Put the records below into a numbered list, leaving out any blank lines. Begin at the first line of the records and stop after the line that contains "99 61 L 101".

[Source records]

============

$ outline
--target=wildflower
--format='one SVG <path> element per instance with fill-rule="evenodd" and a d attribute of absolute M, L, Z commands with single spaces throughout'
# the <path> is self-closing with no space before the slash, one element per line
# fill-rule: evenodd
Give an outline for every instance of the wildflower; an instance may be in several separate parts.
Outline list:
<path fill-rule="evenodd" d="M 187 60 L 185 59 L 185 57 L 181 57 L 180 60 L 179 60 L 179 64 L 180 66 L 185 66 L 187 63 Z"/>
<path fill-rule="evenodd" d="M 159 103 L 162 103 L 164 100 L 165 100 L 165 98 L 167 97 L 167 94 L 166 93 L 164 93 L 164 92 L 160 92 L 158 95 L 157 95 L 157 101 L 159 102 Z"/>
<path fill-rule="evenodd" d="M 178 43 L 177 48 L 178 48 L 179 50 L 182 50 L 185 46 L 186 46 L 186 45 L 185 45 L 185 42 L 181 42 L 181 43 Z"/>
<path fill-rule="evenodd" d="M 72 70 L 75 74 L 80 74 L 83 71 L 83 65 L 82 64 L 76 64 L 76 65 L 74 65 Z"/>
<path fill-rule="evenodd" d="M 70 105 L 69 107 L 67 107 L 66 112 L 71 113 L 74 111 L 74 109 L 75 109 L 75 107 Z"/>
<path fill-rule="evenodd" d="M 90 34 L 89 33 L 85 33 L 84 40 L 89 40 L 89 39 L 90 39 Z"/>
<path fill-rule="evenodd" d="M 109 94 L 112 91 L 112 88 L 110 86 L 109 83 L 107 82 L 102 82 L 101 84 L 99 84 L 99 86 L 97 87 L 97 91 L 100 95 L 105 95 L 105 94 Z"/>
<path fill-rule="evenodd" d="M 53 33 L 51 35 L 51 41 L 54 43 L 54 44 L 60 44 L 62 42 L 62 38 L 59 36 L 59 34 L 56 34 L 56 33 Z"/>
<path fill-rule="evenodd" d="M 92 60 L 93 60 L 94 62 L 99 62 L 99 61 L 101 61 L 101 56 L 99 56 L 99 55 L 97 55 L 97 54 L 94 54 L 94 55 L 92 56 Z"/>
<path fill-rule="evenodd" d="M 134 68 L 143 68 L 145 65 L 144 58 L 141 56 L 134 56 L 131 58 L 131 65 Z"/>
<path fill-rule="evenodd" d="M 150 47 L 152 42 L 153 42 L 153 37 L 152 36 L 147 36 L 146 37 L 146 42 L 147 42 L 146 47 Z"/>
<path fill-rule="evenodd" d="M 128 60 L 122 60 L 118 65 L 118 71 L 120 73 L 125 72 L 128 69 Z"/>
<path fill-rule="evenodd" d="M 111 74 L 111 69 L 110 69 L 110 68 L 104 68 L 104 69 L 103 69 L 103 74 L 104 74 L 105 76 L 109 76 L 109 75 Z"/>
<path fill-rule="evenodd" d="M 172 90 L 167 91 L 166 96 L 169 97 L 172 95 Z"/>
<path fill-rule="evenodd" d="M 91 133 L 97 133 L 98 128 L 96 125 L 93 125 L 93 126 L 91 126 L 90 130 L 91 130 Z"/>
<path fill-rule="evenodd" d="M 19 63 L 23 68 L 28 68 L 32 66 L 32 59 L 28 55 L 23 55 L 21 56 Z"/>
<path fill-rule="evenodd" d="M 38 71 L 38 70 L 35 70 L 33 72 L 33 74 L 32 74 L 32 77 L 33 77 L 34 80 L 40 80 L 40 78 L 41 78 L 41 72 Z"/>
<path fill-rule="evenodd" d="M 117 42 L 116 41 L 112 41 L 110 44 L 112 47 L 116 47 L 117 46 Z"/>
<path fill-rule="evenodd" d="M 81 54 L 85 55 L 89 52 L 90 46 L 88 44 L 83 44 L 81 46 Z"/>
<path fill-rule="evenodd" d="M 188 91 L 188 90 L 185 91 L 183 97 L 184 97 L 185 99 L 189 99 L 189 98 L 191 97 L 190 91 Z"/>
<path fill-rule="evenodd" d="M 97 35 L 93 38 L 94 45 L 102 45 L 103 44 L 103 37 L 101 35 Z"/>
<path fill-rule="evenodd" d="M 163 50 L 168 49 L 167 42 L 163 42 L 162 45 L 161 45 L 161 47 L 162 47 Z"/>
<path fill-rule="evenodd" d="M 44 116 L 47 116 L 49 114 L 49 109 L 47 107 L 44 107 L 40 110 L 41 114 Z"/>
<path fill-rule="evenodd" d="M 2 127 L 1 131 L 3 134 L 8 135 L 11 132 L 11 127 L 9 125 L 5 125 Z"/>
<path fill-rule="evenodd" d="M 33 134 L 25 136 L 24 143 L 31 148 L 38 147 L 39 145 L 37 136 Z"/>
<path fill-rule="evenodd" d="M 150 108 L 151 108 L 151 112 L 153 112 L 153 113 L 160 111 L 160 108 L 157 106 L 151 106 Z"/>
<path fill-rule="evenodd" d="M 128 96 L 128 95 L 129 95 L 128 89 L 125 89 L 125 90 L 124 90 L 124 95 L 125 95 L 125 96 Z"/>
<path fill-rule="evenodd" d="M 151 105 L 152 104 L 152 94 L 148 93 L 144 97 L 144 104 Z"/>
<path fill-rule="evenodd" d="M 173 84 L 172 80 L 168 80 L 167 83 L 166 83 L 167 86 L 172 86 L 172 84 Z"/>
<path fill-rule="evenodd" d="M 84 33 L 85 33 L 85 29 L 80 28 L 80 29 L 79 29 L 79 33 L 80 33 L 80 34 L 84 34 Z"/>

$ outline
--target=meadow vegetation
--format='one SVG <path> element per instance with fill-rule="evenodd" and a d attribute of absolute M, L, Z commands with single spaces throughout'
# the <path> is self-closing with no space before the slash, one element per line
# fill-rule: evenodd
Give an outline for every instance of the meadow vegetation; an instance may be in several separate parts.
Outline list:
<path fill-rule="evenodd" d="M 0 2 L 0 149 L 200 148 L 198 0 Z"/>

============

## RESPONSE TO THIS TASK
1. $ outline
2. --target=wildflower
3. --format='one SVG <path> element per instance with fill-rule="evenodd" and a d attribute of absolute M, L, Z commands with single spaces throughout'
4. # the <path> is self-closing with no space before the slash, one element per line
5. # fill-rule: evenodd
6. Give an outline for every instance of the wildflower; an instance may be in several separate parts.
7. Outline list:
8. <path fill-rule="evenodd" d="M 187 60 L 185 59 L 185 57 L 181 57 L 180 60 L 179 60 L 179 64 L 180 66 L 185 66 L 187 63 Z"/>
9. <path fill-rule="evenodd" d="M 159 103 L 162 103 L 164 100 L 165 100 L 165 98 L 167 97 L 167 94 L 166 93 L 164 93 L 164 92 L 160 92 L 158 95 L 157 95 L 157 101 L 159 102 Z"/>
10. <path fill-rule="evenodd" d="M 178 43 L 177 48 L 178 48 L 179 50 L 182 50 L 185 46 L 186 46 L 186 45 L 185 45 L 185 42 L 181 42 L 181 43 Z"/>
11. <path fill-rule="evenodd" d="M 72 70 L 75 74 L 80 74 L 83 71 L 83 65 L 82 64 L 76 64 L 76 65 L 74 65 Z"/>
12. <path fill-rule="evenodd" d="M 70 105 L 69 107 L 67 107 L 66 112 L 71 113 L 74 111 L 74 109 L 75 109 L 75 107 Z"/>
13. <path fill-rule="evenodd" d="M 90 34 L 89 33 L 85 33 L 84 40 L 89 40 L 89 39 L 90 39 Z"/>
14. <path fill-rule="evenodd" d="M 109 94 L 112 91 L 112 88 L 110 86 L 109 83 L 107 82 L 102 82 L 101 84 L 99 84 L 99 86 L 97 87 L 97 91 L 100 95 L 105 95 L 105 94 Z"/>
15. <path fill-rule="evenodd" d="M 53 33 L 51 35 L 51 41 L 54 43 L 54 44 L 60 44 L 62 42 L 62 38 L 59 36 L 59 34 L 56 34 L 56 33 Z"/>
16. <path fill-rule="evenodd" d="M 92 60 L 93 60 L 94 62 L 99 62 L 99 61 L 101 61 L 101 56 L 99 56 L 99 55 L 97 55 L 97 54 L 94 54 L 94 55 L 92 56 Z"/>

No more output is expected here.